Point annotation entries
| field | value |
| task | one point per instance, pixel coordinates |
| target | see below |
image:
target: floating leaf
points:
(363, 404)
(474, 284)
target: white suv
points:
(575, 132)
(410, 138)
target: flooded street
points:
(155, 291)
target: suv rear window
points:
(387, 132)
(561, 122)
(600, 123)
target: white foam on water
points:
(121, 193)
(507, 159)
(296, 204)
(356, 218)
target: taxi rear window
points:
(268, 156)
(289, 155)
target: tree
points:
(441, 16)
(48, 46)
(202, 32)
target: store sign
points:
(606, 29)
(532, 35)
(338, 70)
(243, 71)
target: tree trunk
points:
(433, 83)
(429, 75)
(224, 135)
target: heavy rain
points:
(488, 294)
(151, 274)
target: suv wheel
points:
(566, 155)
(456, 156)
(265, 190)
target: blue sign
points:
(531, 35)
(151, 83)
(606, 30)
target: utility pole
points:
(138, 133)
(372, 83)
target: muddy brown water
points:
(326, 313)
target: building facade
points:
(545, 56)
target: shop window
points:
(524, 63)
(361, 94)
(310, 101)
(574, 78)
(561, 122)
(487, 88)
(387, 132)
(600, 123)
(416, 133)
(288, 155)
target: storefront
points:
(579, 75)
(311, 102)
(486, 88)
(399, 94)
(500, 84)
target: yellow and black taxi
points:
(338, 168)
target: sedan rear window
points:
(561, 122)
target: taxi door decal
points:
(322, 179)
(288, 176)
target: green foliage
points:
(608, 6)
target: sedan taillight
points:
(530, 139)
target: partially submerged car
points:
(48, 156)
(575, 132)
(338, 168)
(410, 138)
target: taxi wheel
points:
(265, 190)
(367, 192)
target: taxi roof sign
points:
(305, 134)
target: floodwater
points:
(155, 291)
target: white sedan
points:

Exercise requirements: Format every line of the entries above as a numbered list, omitting any blank lines.

Complete answer:
1. | field | value |
2. | task | one point per instance, pixel coordinates |
3. | target | see below |
4. image:
5. target: floating leaf
6. points:
7. (363, 404)
8. (474, 284)
9. target: white suv
10. points:
11. (575, 132)
12. (410, 138)
13. target: flooded street
14. points:
15. (155, 291)
16. target: suv rear window
17. points:
18. (387, 132)
19. (561, 122)
20. (600, 123)
21. target: white foam on water
22. points:
23. (121, 193)
24. (507, 159)
25. (296, 204)
26. (356, 218)
27. target: taxi rear window
28. points:
29. (268, 156)
30. (289, 155)
31. target: tree
32. points:
33. (441, 16)
34. (48, 46)
35. (202, 32)
36. target: store sign
37. points:
38. (606, 29)
39. (532, 35)
40. (338, 70)
41. (243, 71)
42. target: tree trunk
43. points:
44. (433, 83)
45. (429, 75)
46. (224, 135)
47. target: heavy rain
48. points:
49. (488, 294)
50. (151, 274)
51. target: suv wheel
52. points:
53. (566, 155)
54. (456, 156)
55. (265, 190)
56. target: blue sign
57. points:
58. (531, 35)
59. (151, 83)
60. (606, 30)
61. target: utility pole
62. points:
63. (138, 133)
64. (372, 83)
65. target: muddy brown water
66. points:
67. (326, 313)
68. target: building facade
69. points:
70. (545, 56)
71. target: shop window
72. points:
73. (524, 63)
74. (361, 94)
75. (310, 101)
76. (574, 78)
77. (561, 122)
78. (487, 88)
79. (387, 132)
80. (600, 123)
81. (416, 133)
82. (288, 155)
83. target: storefront
84. points:
85. (579, 75)
86. (311, 102)
87. (486, 88)
88. (399, 94)
89. (500, 84)
90. target: yellow and black taxi
91. points:
92. (338, 168)
93. target: sedan rear window
94. points:
95. (561, 122)
96. target: taxi door decal
97. points:
98. (322, 179)
99. (288, 176)
100. target: green foliage
101. points:
102. (608, 6)
103. target: sedan taillight
104. points:
105. (530, 139)
106. target: partially submerged car
107. points:
108. (48, 156)
109. (575, 132)
110. (338, 168)
111. (410, 138)
112. target: taxi wheel
113. points:
114. (265, 190)
115. (367, 192)
116. target: taxi roof sign
117. points:
118. (305, 134)
119. target: floodwater
120. points:
121. (155, 291)
122. target: white sedan
123. points:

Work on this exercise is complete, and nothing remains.